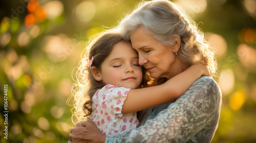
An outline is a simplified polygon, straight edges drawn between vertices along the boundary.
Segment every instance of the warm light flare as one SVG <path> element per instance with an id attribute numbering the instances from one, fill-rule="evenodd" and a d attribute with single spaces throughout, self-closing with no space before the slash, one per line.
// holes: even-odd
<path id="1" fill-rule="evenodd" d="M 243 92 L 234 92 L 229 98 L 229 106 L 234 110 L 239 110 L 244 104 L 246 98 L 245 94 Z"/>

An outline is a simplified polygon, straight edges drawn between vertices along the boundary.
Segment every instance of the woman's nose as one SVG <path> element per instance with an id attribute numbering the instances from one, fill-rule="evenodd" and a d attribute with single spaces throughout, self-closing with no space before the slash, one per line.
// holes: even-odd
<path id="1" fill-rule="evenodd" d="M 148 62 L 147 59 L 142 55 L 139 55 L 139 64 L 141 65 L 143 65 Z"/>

■ ■ ■

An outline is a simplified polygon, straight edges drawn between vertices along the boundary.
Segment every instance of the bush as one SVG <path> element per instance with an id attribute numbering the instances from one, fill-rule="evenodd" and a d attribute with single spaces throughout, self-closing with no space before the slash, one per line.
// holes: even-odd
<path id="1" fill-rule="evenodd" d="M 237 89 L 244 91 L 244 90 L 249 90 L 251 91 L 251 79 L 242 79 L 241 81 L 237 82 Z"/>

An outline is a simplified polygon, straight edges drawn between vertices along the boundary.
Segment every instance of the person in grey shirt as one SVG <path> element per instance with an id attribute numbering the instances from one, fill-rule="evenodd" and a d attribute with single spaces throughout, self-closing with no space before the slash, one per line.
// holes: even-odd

■ ■ ■

Directive: Locate every line in the entries above that contains the string "path", and copy each such line in full. Matching is case-sensitive.

Answer to this task:
Segment every instance of the warm light flare as one SVG <path> element per instance with an id attribute numbering the instances from one, fill-rule="evenodd" and a d attribute with single spaces throughout, self-closing with no space before the slash, one per line.
<path id="1" fill-rule="evenodd" d="M 243 92 L 234 92 L 229 98 L 229 106 L 234 110 L 239 110 L 244 104 L 246 98 L 245 94 Z"/>
Segment every instance of the woman's nose as one SVG <path> element per instance with an id attribute numbering the instances from one, fill-rule="evenodd" and a d attribute with single spaces throughout, self-closing with no space before the slash, one per line.
<path id="1" fill-rule="evenodd" d="M 148 62 L 147 59 L 142 55 L 139 55 L 139 64 L 141 65 L 143 65 Z"/>
Segment every instance of the bush as one SVG <path> element per instance with an id attribute numbering the instances from one, fill-rule="evenodd" and a d attribute with single spaces throughout, self-closing with no space before the slash, one per line.
<path id="1" fill-rule="evenodd" d="M 237 89 L 244 91 L 244 90 L 249 90 L 251 91 L 251 79 L 242 79 L 241 81 L 237 82 Z"/>
Segment every instance of the person in grey shirt as one SVG <path> element per instance with an id attribute numbering the instances from one, fill-rule="evenodd" and a d attribute with single spaces throughout, self-closing with no space before the slash, one per line.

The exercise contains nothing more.